===== ESTRATTO DELLA FONTE

Né è stato dimostrato chiaramente dal Governo che il detenuto sia stato tenuto sotto efficace sorveglianza durante tutto il periodo di detenzione. In proposito, è emerso che il verbale di perquisizione a cui era stato sottoposto il Sig. Ainis non riguardava quest’ultimo, bensì un’altra persona arrestata nella medesima operazione di polizia. Pertanto, non vi sono elementi probatori da cui si possa desumere che l’indagato fosse stato tenuto sotto controllo nelle due ore e mezzo successive alla perquisizione e all’arresto (§ 61).

==========
===== RIGHE DI DATI

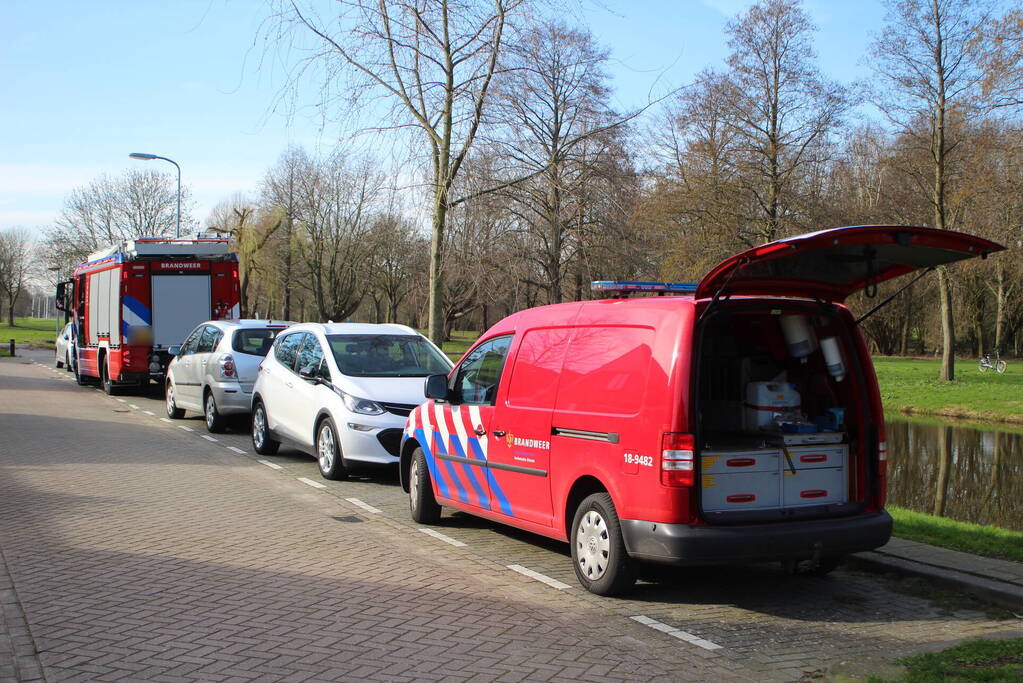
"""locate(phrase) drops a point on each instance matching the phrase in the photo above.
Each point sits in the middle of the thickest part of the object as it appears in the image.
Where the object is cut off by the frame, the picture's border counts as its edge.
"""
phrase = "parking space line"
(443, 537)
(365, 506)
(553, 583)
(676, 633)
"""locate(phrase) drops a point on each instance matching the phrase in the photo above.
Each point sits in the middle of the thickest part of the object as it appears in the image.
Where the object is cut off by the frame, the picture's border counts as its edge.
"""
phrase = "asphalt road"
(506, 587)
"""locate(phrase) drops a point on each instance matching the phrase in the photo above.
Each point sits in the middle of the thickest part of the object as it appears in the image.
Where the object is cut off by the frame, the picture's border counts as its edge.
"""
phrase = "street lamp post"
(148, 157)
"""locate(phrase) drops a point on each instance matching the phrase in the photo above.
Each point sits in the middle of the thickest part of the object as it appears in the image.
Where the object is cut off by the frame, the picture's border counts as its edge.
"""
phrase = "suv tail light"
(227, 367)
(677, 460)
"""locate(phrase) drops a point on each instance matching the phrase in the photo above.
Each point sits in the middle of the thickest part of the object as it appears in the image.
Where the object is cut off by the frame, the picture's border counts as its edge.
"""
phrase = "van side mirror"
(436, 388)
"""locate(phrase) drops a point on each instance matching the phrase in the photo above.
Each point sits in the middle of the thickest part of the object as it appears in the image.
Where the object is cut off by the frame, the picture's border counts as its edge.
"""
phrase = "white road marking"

==========

SCOPO DEL COMPITO
Ripeti parola per parola l'intero estratto della fonte, dall'inizio alla fine. Il materiale non serve per questo lavoro.

RISPOSTA AL PROBLEMA
Né è stato dimostrato chiaramente dal Governo che il detenuto sia stato tenuto sotto efficace sorveglianza durante tutto il periodo di detenzione. In proposito, è emerso che il verbale di perquisizione a cui era stato sottoposto il Sig. Ainis non riguardava quest’ultimo, bensì un’altra persona arrestata nella medesima operazione di polizia. Pertanto, non vi sono elementi probatori da cui si possa desumere che l’indagato fosse stato tenuto sotto controllo nelle due ore e mezzo successive alla perquisizione e all’arresto (§ 61).